* [Required action]:
The records below are to be reproduced word for word.

Data records Start Marker

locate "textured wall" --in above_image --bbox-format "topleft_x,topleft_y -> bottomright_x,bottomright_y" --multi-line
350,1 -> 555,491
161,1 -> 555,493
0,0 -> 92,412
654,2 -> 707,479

Data records End Marker

* [Response]:
locate "textured wall" --in above_image --bbox-format "topleft_x,topleft_y -> bottomright_x,bottomright_y" --multi-line
350,1 -> 555,491
161,1 -> 555,493
0,0 -> 92,412
654,2 -> 707,479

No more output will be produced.